## CONSIGNE 1
Les affirmations (a), (b) et (c) ci-dessous sont-elles conformes au texte à lire ? Répondez à chacune par oui ou par non, puis citez à l'identique les mots du texte qui tranchent.
(a) Mgr Feltin est évêque de Troyes.
(b) M. Morel-Payen est archiviste.
(c) C'est M. le Préfet qui donne la parole à M. Jules Babeau.

## TEXTE À LIRE
● ● ● ● ● ● ●
A gauche : M. de Saint-Maurice, secrétaire du Comité Central des fêtes de Jeanne-d'Arc, de Paris; Mgr Feltin, évêque de Troyes; MM. Doé, président du Comité de la fête; Copel-Devillard, Cabrières, commandant la Compagnie des Sapeurs-Pompiers. Remarqué également : MM. Gris, président de la Société artistique; Surchamp, conservateur des Eaux et Forêts; Lesaché, conseiller général; Roche, conseiller municipal; Bernot, avoué; Hennequin, Henri Babeau, avocats; Morel-Payen, conservateur du Musée; Morin, sous-bibliothécaire; Bugeand, secrétaire de Mairie; Gilbert et Loiselet, membres de la Chambre de Commerce; Piétresson de Saint-Aubin, archiviste; abbé Saillard, ancien officier de cavalerie, etc...

LES DISCOURS

A 15 heures 20, la musique de l' " Alerte " exécute la Marseillaise, puis M. le Préfet donne la parole à M. Jules Babeau, dont les haut-parleur vont diffuser la voix de toutes parts.
● ● ● ● ● ● ●
## DONNÉES FOURNIES
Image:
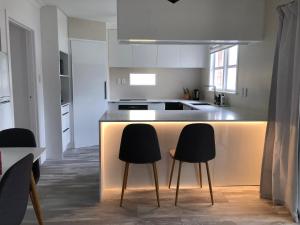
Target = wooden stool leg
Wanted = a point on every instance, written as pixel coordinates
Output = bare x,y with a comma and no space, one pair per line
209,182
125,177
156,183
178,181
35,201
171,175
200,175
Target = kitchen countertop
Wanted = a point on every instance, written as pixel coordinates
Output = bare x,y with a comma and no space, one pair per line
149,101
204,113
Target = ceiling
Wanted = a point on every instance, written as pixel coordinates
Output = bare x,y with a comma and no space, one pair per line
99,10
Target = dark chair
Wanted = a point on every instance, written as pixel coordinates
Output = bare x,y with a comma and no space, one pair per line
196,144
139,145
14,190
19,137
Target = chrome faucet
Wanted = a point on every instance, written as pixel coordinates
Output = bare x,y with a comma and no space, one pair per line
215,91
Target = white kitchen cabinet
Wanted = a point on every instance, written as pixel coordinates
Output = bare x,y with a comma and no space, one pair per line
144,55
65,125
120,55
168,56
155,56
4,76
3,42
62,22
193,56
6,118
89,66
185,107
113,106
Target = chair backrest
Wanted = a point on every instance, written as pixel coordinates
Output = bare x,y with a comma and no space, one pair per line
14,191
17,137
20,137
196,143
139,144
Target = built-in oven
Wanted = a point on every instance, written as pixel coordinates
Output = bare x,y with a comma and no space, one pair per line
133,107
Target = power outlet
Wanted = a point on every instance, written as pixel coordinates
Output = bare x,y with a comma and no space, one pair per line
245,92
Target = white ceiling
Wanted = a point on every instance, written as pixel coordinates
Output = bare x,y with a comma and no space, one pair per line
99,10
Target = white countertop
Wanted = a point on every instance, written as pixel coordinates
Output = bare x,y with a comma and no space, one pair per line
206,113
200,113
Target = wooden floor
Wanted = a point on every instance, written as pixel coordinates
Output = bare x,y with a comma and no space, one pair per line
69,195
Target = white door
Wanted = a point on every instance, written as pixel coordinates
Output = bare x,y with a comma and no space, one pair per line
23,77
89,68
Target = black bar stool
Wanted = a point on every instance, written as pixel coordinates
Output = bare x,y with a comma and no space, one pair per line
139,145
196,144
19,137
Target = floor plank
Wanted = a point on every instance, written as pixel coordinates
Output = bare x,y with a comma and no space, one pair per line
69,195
● ● ● ● ● ● ●
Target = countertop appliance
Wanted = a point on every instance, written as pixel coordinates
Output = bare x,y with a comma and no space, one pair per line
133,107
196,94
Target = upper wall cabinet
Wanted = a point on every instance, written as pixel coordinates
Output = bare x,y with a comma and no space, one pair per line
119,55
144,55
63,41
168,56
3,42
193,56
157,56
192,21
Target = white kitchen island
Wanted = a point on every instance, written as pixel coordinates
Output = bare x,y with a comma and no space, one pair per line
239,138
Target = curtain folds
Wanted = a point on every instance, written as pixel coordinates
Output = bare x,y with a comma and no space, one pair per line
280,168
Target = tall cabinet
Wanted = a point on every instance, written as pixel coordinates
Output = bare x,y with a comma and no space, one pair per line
● ● ● ● ● ● ●
## CONSIGNE 2
Comptez les lignes des enregistrements qui contiennent la chaîne "kitchen", en respectant la casse, et donnez seulement ce nombre.

## RÉPONSE 1
(a) Oui : « Mgr Feltin, évêque de Troyes »
(b) Non : « Morel-Payen, conservateur du Musée »
(c) Oui : « M. le Préfet donne la parole à M. Jules Babeau »

## RÉPONSE 2
3